(Pointing entries for labeled objects)
◇ ◇ ◇ ◇ ◇
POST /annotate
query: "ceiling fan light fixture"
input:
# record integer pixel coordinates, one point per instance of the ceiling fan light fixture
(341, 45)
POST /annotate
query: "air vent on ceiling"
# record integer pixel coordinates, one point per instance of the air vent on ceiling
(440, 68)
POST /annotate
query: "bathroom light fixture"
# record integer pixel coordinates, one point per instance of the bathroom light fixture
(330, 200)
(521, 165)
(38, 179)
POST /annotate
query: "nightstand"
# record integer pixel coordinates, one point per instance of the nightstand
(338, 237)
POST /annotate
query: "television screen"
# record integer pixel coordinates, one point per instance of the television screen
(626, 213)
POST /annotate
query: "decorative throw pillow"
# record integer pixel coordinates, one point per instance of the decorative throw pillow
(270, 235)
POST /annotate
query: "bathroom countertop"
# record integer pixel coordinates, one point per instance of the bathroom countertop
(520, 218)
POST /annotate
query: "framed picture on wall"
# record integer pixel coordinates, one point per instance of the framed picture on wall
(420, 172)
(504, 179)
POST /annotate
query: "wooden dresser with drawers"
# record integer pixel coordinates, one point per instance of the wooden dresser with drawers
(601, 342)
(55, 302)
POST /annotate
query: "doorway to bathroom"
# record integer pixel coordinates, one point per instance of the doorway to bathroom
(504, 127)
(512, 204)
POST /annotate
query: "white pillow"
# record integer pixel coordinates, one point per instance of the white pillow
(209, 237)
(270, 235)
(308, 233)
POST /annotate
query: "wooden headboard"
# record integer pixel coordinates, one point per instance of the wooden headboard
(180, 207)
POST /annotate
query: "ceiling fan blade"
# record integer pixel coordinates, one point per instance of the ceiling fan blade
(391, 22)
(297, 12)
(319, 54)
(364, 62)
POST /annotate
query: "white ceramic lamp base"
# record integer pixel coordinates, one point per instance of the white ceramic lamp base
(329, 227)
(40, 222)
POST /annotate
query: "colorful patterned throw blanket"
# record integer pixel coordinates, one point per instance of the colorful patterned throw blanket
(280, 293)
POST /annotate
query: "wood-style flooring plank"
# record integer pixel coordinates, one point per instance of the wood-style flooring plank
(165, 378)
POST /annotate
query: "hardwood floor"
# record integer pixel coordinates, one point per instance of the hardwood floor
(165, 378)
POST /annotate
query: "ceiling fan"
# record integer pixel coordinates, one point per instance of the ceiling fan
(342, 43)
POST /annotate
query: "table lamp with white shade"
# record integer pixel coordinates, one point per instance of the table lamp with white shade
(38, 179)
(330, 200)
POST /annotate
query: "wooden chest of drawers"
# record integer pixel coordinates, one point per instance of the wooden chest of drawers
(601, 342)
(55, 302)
◇ ◇ ◇ ◇ ◇
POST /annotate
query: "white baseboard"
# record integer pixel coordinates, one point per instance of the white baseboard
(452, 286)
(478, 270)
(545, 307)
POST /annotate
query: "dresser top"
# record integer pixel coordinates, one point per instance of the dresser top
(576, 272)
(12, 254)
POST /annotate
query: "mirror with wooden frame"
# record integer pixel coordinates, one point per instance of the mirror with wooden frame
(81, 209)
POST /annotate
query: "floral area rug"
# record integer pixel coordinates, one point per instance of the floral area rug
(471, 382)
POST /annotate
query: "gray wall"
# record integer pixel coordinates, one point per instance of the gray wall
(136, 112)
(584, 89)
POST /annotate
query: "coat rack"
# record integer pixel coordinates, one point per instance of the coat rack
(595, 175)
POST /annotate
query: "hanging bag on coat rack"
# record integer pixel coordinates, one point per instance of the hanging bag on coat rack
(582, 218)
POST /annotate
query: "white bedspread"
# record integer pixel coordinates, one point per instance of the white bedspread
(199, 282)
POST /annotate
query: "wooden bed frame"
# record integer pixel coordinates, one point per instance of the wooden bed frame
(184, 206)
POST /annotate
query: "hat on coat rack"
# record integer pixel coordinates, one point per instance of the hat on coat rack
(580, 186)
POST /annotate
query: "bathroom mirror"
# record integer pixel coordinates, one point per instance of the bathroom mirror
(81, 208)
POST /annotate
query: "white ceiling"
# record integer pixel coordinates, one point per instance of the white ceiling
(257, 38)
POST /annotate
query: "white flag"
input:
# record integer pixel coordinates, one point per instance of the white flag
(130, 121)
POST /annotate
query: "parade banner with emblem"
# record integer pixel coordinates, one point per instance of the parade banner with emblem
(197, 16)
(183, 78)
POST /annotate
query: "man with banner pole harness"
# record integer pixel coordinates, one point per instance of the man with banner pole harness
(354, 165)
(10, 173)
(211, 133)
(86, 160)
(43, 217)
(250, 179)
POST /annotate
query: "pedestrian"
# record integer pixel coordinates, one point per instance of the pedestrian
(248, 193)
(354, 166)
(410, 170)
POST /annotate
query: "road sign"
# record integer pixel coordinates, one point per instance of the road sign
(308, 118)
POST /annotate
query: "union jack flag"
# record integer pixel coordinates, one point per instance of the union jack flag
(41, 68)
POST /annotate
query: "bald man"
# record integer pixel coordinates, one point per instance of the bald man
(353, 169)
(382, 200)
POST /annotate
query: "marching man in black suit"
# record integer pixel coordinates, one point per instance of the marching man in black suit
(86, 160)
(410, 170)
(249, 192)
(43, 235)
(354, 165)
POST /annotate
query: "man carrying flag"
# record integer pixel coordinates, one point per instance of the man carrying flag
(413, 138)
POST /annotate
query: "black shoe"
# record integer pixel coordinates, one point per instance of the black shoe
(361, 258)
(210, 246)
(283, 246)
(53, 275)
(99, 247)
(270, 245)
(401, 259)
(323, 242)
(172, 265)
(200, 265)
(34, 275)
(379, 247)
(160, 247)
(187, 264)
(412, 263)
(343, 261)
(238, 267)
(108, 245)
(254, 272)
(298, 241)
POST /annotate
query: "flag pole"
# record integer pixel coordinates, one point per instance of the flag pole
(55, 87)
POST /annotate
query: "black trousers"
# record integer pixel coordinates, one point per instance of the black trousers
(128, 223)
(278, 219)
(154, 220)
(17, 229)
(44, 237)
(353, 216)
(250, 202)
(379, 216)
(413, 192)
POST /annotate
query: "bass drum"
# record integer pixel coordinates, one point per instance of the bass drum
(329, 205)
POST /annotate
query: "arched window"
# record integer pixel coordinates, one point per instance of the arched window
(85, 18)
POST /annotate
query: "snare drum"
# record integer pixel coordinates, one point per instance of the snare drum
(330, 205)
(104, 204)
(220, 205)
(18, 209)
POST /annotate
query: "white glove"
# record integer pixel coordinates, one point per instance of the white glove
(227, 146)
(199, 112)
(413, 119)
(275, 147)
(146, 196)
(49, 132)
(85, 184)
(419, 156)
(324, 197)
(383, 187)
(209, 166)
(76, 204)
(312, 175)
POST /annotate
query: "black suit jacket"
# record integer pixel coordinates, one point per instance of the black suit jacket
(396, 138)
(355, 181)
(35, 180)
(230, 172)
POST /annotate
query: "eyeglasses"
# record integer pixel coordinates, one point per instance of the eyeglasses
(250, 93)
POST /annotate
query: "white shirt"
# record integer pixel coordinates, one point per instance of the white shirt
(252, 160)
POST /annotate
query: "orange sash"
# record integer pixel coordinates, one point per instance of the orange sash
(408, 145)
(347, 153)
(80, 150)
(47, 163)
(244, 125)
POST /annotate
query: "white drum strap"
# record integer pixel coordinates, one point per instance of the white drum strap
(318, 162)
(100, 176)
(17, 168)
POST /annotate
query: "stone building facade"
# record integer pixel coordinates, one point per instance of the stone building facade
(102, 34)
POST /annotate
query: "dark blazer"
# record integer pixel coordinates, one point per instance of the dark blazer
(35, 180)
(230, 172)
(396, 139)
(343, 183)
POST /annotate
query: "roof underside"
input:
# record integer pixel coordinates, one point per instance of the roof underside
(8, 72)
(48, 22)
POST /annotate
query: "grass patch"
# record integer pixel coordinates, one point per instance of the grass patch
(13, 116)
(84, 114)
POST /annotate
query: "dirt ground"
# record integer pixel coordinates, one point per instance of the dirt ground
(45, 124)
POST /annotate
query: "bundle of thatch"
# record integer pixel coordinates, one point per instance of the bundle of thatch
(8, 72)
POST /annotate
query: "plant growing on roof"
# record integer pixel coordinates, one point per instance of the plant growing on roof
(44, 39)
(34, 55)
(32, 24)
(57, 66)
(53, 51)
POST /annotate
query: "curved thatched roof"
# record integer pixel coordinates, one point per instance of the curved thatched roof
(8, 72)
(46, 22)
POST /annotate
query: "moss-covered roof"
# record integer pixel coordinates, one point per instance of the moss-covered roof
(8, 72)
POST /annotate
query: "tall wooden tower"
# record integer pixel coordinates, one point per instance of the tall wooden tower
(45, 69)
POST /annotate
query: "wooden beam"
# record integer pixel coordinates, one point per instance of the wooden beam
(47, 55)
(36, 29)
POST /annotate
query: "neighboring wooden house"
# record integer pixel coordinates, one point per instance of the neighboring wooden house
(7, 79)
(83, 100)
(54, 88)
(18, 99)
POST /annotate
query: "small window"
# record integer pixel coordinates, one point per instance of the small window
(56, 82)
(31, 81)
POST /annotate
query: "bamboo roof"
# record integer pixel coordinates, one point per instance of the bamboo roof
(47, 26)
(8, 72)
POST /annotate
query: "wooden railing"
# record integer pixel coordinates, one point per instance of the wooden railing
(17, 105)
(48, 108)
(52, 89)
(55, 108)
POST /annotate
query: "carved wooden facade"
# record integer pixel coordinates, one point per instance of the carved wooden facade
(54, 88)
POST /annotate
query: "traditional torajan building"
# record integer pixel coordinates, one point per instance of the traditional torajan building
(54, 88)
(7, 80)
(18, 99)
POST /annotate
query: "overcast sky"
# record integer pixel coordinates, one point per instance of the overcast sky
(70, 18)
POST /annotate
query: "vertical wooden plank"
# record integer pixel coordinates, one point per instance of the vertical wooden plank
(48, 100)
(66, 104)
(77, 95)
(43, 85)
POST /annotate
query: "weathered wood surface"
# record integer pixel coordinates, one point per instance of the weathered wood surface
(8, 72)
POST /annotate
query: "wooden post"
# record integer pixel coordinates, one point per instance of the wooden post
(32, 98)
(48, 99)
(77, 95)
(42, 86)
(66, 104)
◇ ◇ ◇ ◇ ◇
Please list every line of the material above that contains the string "pedestrian". Case counts.

query: "pedestrian"
# record integer pixel coordinates, one point per instance of the pedestrian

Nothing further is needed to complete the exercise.